Decide whether each statement agrees with the Pemba Island passage below: 1. Pemba is hilly, unlike Unguja. 2. Chake wharf is now mainly used for the clove trade. 3. The British forced the Sultanates of Muscat and Zanzibar apart. For each, answer yes or no and quote the deciding words of the passage.

→ Provided passage:

▽

Pemba Island
Pemba Island is still the world's major clove producer, but has now slipped into its more traditional role of being an Island Paradise with small inter-island trade. Chake wharf is now mainly used for swimming & fishing.
Pemba is a magical island. Unlike Unguja, Pemba is hilly. Gentle, undulating hills and deep verdant valleys are covered with a dense cover of clove, coconut, and mango plantations.
Pemba was seized by the Sultan of Muscat in the 17th c. He was so enchanted by the Spice Islands that he put himself in Zanzibar and ruled Muscat (now Oman) from there. When the Western Colonial powers came to East Africa the British forced the Sultanates of Muscat and Zanzibar to separate and then administered the Spice Islands in the name of the Sultan.
All the while, the Arab dhows would ply their trade winds from the Arabian Peninsula to East Africa. With the winds they would take cloves to India, textiles back to the Arab lands and silver and wood to the Spice Islands of Unguja and Pemba.
The dhows have remained constant throughout the history of Pemba. To this day they from Wete to Shimoni in Kenya and, when the winds are favorable they plough through to Northern Mozambique.
A more fertile land is difficult to imagine then Pemba, but it is not just the landscape that gives Pemba its magical reputation. For many years Pemba has held a reputation as a centre for the juju traditions of medicine and magic.

△

→ Exercise data:
▽

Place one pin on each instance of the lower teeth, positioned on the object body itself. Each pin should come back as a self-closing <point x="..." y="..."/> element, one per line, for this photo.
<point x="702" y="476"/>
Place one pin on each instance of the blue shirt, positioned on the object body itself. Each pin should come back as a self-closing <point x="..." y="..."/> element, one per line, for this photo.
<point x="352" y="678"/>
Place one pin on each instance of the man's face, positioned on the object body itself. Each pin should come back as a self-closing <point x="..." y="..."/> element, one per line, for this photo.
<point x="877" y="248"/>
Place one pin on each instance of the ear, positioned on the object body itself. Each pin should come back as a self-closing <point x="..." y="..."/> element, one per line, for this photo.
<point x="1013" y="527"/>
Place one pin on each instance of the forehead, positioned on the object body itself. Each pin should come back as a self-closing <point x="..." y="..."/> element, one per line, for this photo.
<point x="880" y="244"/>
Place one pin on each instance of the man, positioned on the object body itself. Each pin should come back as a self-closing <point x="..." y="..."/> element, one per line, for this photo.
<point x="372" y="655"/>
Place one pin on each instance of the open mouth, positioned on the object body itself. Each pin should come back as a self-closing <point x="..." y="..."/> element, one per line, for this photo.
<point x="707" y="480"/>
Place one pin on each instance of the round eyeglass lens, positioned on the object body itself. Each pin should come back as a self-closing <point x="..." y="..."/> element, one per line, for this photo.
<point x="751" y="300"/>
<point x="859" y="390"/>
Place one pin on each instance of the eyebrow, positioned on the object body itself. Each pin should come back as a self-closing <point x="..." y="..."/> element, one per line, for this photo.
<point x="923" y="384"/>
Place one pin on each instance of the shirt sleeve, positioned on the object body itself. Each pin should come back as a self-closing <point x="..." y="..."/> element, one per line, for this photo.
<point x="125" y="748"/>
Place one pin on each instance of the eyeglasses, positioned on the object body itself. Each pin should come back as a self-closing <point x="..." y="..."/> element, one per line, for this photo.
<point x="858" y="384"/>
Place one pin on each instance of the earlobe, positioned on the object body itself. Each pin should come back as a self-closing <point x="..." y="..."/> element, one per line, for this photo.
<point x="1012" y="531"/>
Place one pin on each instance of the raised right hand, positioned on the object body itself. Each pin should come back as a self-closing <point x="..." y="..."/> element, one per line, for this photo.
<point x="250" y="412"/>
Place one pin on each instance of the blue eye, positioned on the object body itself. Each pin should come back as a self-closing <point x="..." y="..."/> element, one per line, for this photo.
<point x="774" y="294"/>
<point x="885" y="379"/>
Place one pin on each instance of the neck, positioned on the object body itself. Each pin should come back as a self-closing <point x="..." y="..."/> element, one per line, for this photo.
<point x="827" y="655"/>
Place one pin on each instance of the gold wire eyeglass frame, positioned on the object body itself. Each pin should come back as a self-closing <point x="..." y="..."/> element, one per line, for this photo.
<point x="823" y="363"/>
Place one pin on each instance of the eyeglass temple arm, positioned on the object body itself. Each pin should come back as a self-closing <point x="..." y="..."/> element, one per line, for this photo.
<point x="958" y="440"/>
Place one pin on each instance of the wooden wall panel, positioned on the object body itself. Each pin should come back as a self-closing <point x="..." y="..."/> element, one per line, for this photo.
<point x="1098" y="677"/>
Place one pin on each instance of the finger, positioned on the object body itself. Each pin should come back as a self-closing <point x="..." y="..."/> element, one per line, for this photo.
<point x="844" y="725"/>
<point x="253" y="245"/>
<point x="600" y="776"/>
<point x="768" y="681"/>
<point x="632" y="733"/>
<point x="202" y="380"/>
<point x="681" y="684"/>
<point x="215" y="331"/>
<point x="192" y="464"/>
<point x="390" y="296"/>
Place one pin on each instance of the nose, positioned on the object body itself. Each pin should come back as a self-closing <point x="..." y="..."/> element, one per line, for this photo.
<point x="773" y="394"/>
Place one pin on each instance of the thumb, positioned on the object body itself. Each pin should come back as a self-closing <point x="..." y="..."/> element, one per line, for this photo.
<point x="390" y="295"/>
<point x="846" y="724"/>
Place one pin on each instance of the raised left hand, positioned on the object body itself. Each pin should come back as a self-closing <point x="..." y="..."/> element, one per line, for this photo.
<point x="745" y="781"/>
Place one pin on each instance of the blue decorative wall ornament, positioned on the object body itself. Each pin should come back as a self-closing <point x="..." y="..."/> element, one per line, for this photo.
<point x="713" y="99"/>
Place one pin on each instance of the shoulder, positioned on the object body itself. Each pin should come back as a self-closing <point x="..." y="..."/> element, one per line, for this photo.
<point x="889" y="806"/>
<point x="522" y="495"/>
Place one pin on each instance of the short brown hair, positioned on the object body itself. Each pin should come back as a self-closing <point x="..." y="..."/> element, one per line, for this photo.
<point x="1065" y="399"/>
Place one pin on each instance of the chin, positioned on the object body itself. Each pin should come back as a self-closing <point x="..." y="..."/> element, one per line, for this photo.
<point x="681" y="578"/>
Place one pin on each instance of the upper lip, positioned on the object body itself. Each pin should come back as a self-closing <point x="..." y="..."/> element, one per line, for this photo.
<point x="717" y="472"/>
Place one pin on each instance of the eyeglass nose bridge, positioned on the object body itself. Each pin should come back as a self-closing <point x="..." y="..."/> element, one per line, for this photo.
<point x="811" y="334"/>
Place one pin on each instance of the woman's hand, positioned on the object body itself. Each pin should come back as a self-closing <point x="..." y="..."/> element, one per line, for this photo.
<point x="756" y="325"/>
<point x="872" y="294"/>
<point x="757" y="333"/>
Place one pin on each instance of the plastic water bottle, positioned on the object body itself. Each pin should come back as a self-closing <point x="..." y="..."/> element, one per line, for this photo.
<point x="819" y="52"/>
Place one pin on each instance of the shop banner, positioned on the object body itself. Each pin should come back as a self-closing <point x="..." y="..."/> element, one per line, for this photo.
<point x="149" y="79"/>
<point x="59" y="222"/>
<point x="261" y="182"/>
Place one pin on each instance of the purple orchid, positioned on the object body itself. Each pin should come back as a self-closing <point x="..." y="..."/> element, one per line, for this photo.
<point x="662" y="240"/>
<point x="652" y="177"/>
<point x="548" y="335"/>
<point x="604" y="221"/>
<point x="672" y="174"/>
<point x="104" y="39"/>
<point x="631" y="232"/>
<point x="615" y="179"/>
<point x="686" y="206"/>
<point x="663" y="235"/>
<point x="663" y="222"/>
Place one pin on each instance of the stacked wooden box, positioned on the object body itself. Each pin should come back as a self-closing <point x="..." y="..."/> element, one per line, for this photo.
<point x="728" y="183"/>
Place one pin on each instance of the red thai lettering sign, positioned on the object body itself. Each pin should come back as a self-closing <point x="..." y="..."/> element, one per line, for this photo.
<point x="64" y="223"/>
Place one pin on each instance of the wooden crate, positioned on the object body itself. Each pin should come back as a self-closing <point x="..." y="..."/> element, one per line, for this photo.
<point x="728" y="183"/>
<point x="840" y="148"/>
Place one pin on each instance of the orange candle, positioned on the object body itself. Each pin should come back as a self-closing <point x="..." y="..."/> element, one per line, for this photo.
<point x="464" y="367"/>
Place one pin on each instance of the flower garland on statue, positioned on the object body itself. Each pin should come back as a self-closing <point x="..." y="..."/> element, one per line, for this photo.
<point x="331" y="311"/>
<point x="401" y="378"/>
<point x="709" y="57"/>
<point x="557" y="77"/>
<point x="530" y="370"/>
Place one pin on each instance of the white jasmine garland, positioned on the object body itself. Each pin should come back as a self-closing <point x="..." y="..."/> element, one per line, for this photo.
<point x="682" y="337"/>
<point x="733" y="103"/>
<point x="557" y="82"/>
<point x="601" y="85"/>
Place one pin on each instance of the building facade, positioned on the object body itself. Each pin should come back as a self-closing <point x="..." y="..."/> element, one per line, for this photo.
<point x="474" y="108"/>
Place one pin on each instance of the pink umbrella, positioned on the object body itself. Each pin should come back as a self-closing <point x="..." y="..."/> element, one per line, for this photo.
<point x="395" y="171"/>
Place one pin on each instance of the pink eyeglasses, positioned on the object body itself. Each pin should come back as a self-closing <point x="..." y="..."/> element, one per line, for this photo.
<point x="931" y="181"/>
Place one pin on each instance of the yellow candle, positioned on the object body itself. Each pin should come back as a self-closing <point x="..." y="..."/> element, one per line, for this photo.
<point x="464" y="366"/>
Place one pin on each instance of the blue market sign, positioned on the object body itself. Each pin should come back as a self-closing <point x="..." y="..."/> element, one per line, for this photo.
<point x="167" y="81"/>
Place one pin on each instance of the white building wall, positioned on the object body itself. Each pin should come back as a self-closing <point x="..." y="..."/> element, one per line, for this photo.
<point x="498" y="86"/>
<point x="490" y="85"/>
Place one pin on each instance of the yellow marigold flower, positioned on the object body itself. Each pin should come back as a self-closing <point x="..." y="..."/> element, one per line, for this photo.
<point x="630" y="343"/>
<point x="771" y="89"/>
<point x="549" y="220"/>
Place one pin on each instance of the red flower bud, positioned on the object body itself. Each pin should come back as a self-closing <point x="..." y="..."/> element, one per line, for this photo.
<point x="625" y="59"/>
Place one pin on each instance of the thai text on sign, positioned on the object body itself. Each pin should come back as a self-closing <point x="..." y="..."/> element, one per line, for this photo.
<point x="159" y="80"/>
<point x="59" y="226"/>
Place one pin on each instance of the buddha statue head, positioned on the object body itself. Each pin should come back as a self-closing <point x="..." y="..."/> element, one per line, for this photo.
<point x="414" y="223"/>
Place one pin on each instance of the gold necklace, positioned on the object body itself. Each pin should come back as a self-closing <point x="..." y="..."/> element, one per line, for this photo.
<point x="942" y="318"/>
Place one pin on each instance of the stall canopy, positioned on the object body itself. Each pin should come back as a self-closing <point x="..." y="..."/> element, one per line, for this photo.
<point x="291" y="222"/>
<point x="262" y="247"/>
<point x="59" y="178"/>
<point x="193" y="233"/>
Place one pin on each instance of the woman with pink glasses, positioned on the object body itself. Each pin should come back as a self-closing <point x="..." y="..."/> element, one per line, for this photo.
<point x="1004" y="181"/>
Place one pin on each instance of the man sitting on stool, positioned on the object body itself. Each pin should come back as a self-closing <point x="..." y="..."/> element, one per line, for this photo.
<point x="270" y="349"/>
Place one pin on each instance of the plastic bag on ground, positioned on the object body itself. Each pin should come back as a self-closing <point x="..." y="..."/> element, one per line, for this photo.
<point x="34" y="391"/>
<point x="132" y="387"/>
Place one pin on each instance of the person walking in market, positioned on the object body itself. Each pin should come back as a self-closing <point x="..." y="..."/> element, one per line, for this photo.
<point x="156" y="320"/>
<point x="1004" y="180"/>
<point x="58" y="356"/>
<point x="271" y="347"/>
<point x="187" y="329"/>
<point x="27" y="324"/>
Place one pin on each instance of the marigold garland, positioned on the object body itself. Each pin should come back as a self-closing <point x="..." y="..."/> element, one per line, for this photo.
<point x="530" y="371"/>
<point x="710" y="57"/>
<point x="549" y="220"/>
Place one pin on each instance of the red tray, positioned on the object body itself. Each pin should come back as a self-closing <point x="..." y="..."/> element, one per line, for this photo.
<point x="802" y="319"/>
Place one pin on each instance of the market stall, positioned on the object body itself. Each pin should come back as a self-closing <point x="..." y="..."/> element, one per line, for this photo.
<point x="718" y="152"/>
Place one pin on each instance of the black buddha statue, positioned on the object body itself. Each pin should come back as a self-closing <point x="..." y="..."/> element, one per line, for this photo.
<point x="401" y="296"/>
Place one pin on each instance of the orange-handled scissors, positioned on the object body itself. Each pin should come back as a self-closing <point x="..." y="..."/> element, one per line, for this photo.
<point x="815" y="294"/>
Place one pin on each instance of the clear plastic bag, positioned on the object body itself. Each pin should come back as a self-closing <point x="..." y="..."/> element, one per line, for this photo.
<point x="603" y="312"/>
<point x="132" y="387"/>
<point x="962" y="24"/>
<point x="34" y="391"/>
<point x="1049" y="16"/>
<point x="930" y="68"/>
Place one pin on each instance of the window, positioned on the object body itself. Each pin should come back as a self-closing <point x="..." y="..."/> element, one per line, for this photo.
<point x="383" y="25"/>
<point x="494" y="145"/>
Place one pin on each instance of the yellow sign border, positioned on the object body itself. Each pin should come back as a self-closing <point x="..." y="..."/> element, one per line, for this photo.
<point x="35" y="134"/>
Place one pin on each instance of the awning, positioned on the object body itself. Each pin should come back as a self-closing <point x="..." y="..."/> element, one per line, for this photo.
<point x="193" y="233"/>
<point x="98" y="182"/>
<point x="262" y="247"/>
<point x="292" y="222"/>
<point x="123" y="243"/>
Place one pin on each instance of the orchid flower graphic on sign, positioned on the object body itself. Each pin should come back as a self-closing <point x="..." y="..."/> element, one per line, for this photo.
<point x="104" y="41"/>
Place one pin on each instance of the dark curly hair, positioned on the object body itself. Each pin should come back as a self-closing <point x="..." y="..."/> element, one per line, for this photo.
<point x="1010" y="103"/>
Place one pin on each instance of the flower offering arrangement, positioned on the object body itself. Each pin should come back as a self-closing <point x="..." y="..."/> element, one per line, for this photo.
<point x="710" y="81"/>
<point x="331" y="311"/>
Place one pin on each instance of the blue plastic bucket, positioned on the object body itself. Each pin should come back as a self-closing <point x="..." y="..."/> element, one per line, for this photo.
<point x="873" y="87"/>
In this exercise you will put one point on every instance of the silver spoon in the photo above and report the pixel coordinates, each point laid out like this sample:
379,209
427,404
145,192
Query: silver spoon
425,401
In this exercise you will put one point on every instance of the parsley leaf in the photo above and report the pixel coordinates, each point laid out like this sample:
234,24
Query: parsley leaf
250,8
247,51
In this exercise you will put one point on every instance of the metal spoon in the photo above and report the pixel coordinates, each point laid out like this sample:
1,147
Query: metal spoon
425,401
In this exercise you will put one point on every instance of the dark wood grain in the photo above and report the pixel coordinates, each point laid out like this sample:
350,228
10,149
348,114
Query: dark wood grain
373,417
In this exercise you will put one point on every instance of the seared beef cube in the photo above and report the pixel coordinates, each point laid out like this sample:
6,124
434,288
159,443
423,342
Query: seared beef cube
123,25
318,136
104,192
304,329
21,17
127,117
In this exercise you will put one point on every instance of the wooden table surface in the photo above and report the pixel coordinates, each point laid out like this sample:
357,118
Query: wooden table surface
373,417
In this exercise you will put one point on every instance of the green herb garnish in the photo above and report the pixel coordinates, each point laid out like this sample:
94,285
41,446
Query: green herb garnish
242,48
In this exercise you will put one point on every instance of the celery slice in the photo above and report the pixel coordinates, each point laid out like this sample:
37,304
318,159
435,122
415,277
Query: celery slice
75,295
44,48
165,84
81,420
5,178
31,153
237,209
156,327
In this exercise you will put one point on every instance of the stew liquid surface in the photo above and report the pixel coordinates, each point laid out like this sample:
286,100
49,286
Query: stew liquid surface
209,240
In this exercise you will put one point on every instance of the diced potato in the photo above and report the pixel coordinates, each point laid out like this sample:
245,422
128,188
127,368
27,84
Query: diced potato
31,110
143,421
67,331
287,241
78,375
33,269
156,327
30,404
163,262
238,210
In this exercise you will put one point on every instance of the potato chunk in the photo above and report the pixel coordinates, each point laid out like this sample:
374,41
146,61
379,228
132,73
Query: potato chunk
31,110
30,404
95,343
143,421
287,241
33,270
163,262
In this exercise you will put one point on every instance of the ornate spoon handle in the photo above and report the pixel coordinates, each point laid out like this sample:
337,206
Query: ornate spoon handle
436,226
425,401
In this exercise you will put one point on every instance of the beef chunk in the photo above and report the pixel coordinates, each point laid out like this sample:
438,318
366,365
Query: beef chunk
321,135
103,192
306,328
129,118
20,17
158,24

△

→ Your solution:
1. Yes: "Unlike Unguja, Pemba is hilly."
2. No: "Chake wharf is now mainly used for swimming & fishing."
3. Yes: "the British forced the Sultanates of Muscat and Zanzibar to separate"